- Supplied records -
******************************
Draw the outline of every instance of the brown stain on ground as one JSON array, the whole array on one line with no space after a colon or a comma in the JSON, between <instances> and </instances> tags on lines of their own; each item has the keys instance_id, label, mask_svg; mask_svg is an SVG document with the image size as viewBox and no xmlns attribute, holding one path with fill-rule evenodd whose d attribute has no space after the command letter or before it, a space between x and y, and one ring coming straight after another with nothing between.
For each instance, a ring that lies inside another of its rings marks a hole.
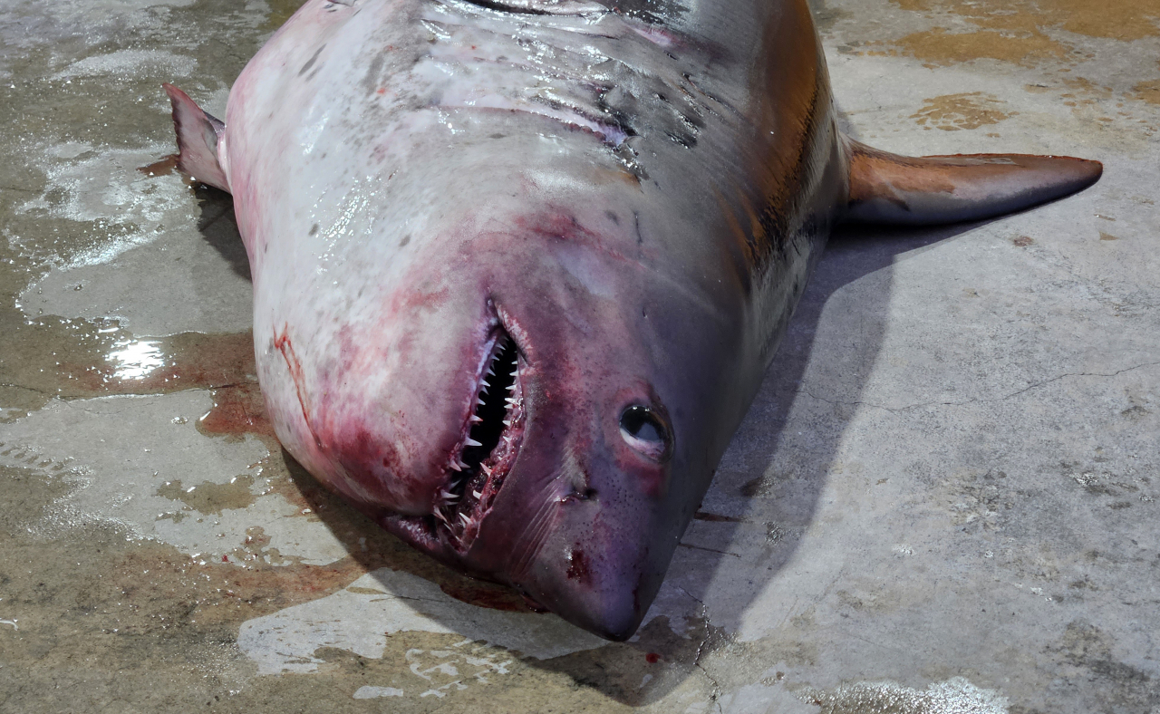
******************************
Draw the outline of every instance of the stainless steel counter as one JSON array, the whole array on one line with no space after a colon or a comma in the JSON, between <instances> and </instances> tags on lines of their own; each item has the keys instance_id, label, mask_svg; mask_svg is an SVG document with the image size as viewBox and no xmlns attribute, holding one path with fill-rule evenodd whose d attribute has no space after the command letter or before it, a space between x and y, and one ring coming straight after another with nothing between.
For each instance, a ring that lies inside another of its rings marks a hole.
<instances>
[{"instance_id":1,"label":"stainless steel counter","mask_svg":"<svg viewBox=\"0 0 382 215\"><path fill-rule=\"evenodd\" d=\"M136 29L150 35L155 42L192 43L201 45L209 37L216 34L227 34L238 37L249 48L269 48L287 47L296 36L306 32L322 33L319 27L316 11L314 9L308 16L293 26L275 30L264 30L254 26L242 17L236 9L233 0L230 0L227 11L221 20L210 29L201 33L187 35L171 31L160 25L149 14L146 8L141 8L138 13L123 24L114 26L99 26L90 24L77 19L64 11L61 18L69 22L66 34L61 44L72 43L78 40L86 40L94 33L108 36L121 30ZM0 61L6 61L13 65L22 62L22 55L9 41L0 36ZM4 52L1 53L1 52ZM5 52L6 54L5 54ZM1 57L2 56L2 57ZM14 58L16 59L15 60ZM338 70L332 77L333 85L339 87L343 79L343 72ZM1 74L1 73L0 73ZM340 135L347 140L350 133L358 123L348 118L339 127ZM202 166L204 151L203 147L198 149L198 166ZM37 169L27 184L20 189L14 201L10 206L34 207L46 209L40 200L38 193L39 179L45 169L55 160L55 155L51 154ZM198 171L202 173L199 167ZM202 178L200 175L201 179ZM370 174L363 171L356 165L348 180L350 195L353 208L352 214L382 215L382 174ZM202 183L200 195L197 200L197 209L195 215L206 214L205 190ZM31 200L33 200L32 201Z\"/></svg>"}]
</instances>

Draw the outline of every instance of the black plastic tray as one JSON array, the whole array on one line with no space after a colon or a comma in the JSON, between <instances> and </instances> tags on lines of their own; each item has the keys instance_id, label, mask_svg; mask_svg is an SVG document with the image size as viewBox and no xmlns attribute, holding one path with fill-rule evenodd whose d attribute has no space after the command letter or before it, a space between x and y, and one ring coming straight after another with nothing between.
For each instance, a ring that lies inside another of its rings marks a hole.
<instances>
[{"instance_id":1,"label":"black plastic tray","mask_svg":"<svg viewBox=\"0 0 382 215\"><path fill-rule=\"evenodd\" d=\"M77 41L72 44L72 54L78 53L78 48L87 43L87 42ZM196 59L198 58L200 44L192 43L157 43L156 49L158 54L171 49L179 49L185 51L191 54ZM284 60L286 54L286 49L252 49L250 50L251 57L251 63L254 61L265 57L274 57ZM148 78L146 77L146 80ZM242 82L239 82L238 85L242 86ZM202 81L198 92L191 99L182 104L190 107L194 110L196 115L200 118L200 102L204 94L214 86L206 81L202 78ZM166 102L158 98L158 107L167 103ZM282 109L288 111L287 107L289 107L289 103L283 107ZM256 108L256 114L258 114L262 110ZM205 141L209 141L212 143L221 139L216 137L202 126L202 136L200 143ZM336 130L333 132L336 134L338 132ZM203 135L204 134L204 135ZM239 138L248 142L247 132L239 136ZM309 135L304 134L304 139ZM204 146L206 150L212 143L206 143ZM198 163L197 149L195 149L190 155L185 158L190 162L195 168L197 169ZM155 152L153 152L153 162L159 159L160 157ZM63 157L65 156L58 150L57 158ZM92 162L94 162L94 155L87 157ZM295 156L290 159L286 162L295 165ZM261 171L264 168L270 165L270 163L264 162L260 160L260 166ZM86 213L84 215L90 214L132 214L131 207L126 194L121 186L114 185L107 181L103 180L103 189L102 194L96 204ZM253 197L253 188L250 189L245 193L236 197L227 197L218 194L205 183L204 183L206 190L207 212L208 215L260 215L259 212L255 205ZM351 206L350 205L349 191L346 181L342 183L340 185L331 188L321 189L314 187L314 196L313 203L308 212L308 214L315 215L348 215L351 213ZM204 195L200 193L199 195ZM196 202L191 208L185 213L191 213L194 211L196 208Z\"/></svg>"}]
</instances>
******************************
- Stated goal -
Locate every line in the records above that contains the string "before", matching case exactly, and copy each of those lines in full.

- Solution to this problem -
Draw the outline of every instance of the brown stain on ground as one JSON array, the whole array on one line with no space after a colon or a comma in the JSON, between <instances> and </instances> tags on lines of their own; each item has the keys instance_id, label, mask_svg; mask_svg is an SVG document with the image size as viewBox and no xmlns attribute, holding one path with fill-rule evenodd whose d attribute has no space after the command letter or before it, a space between x and y, and one ring coming straight after another with nothing between.
Draw the outline of every instance of the stainless steel counter as one JSON array, the whole array on one line with no space after a colon or a comma in the JSON, between <instances> and </instances> tags on lines of their own; each item has the keys instance_id, label, mask_svg; mask_svg is an SVG document with the image size as viewBox and no xmlns attribute, holding one path with fill-rule evenodd whose d attribute has no space after the command letter or before it, a space between x and y, and one ring coming straight after another with nothing between.
Draw the outline of every instance of the black plastic tray as one JSON array, the whole array on one line with no space after a colon or a comma in the JSON, between <instances> and </instances> tags on lines of their own; each item has the keys instance_id, label, mask_svg; mask_svg is an SVG document with the image size as viewBox and no xmlns attribute, holding one path with fill-rule evenodd whose d attribute has no space after the command letter or before it, a space between x and y, and one ring coming straight after another with nothing between.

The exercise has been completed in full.